▸ INSTRUCTIONS FOR THE TASK: Copy the lines of the listing below without any change, beginning with the line that contains "Annotation guideline — the target class is sky." and continuing through the line that contains "7;402;1200;899", with both of those lines included.

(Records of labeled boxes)

• • •

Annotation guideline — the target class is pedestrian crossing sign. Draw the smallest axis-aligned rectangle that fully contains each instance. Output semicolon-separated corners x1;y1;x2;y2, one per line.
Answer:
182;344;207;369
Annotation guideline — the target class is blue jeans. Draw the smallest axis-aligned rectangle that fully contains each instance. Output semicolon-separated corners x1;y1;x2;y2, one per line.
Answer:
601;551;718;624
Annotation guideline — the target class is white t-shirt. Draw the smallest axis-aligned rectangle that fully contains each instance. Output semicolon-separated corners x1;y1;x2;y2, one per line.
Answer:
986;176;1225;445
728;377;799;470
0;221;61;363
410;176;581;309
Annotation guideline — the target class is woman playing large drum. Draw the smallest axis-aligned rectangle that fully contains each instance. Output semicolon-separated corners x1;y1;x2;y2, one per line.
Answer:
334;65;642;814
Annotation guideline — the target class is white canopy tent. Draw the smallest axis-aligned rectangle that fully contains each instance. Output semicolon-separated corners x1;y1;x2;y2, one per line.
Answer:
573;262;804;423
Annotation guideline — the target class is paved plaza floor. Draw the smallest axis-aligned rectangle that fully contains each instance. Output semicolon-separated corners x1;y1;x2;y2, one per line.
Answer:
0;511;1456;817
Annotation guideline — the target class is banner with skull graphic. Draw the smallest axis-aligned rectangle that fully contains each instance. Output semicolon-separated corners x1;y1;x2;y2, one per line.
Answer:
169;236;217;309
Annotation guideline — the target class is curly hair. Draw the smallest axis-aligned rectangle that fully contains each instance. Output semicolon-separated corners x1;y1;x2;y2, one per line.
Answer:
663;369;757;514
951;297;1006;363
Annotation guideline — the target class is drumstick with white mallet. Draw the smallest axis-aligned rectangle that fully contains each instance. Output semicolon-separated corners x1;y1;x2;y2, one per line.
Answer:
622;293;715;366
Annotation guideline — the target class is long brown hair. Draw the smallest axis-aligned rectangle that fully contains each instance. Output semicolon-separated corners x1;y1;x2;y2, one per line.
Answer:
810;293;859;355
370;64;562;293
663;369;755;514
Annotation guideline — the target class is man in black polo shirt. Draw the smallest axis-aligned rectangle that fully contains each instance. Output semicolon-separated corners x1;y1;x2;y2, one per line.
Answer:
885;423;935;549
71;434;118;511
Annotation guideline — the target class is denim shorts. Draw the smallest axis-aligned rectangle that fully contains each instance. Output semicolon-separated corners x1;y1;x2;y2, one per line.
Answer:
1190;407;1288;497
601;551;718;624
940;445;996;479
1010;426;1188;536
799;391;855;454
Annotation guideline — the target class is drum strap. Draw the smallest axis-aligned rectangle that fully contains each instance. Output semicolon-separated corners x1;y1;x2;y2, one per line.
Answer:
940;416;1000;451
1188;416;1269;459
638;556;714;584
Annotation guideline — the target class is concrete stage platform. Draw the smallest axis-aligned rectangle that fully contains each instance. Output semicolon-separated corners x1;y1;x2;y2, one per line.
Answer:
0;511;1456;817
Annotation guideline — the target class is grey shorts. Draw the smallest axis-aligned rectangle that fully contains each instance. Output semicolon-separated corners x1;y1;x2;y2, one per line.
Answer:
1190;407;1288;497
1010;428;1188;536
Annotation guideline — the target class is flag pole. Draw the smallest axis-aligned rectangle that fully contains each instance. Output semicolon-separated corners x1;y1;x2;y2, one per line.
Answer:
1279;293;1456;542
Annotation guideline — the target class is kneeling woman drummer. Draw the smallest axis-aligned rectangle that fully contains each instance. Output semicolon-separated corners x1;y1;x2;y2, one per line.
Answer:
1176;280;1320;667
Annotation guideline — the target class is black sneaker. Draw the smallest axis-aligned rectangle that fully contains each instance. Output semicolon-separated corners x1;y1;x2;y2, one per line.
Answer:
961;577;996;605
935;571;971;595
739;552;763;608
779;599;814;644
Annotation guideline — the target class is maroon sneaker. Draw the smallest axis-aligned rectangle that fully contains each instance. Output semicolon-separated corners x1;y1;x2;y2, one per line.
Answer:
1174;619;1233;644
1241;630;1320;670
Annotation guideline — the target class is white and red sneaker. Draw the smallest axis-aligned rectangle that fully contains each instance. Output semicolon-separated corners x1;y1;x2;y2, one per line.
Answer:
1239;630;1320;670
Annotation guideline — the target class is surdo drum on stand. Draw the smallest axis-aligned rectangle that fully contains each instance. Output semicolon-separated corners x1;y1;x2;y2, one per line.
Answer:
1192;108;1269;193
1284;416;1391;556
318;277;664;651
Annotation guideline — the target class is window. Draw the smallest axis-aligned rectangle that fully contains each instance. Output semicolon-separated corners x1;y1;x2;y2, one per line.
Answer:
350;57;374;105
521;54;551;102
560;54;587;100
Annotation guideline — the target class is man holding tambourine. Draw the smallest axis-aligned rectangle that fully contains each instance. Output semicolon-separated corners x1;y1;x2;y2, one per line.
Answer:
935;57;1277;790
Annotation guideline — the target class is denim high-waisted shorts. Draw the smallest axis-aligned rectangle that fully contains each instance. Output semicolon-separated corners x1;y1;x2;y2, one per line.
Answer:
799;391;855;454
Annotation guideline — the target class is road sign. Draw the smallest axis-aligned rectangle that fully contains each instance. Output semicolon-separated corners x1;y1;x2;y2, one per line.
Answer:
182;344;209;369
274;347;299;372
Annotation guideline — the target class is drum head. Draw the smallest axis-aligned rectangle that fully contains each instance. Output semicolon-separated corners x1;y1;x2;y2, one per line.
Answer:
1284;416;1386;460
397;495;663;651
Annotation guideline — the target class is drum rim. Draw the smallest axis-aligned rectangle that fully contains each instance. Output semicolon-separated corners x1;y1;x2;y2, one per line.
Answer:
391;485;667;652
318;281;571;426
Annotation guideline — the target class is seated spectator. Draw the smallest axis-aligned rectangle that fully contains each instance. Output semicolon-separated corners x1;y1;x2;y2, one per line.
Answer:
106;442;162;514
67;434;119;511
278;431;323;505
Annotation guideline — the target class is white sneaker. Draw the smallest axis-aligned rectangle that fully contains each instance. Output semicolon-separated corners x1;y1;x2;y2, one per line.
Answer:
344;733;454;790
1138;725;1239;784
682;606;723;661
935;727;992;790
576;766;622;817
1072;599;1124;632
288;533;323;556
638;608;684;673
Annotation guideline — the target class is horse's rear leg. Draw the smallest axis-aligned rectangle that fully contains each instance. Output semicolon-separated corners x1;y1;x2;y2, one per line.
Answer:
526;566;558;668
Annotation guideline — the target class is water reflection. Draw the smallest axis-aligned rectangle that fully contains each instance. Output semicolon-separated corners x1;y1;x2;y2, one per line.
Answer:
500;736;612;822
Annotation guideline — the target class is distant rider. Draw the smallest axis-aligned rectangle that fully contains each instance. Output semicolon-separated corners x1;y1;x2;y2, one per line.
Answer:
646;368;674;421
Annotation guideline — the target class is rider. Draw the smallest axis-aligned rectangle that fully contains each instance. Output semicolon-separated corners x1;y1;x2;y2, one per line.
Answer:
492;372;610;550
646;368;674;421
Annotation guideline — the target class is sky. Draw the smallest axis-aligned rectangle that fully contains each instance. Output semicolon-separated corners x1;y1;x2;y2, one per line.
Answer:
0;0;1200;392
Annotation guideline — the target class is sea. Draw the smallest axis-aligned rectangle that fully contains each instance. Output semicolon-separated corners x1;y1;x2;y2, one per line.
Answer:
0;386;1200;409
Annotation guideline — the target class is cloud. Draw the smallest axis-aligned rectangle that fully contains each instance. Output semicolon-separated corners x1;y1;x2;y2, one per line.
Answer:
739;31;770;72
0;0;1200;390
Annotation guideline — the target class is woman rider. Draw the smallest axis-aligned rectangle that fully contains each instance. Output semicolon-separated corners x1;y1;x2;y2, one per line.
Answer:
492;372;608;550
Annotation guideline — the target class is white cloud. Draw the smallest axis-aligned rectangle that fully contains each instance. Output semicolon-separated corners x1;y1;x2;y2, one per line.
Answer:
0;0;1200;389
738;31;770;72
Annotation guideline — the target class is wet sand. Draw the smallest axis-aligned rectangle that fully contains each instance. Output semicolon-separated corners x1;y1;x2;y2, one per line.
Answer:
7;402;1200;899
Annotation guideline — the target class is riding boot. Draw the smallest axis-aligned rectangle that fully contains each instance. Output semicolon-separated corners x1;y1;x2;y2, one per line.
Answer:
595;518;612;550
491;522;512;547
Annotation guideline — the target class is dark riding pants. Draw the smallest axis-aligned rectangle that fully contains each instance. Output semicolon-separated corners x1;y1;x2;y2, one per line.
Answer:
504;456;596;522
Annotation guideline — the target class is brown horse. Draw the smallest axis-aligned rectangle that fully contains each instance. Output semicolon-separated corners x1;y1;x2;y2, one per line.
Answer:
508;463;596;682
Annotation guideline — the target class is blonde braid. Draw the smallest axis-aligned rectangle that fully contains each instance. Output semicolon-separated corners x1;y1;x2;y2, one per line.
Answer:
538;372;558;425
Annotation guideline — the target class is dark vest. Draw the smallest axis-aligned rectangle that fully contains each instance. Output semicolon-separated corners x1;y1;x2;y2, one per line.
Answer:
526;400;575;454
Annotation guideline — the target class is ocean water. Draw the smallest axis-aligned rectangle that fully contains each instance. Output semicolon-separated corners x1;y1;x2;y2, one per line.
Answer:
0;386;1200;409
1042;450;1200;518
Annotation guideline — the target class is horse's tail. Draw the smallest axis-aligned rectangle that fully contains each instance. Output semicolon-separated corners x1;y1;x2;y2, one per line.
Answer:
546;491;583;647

• • •

▸ TASK RESPONSE:
Annotation guideline — the target class is sky. Draw the smallest axis-aligned rectangle that fully contains each instance. Output semicolon-separated corners x1;y1;x2;y2, one per line.
Answer:
0;0;1200;392
Annotation guideline — the target class is sea. Draw the smallest axis-aligned rectangle that fully contains each instance. Output semicolon-separated corners x1;y1;x2;y2, one per line.
Answer:
0;386;1200;409
Annotation guideline — the target class is cloud. Draw the smallest axis-aligned rectangle that fully contains each instance. Output semicolon-separated corners x1;y1;x2;y2, one per line.
Answer:
739;31;770;72
0;0;1200;390
Annotation guideline — the target class is woman rider. Draw the smallest axis-aligned rectangle that fully contains each instance. Output semicolon-separated corners x1;y1;x2;y2, one per line.
Answer:
492;372;608;550
Annotation guideline — the target class is white cloud. Draw the smallest axis-aligned rectangle that fully contains each instance. Output semicolon-separated corners x1;y1;x2;y2, one per line.
Answer:
0;0;1200;389
738;31;770;72
Annotation guideline — the target class is wet sand. Draw the smallest axis-aligned rectangle that fully contains each instance. Output semicolon-separated corners x1;y1;x2;y2, one per line.
Answer:
7;402;1200;899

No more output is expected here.